:: Data shown

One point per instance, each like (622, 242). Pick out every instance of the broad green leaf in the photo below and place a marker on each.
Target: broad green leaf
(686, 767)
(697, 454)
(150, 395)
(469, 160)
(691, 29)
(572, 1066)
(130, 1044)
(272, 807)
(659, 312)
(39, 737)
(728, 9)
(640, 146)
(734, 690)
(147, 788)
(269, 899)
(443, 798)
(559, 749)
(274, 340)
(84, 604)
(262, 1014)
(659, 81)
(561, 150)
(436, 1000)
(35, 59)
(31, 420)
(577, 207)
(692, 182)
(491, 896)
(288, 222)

::::

Above are the records; retype every one exactly.

One point per instance, each like (622, 242). Pick out every instance of the broad green leaf in the photo below and place a marker on each.
Target: broad green leaf
(686, 767)
(697, 454)
(150, 395)
(469, 160)
(691, 29)
(572, 1066)
(130, 1044)
(272, 807)
(659, 312)
(39, 737)
(728, 9)
(640, 146)
(734, 690)
(147, 788)
(269, 899)
(443, 798)
(559, 749)
(274, 340)
(84, 604)
(262, 1014)
(659, 81)
(561, 150)
(436, 1000)
(35, 59)
(31, 420)
(577, 207)
(692, 182)
(491, 896)
(288, 222)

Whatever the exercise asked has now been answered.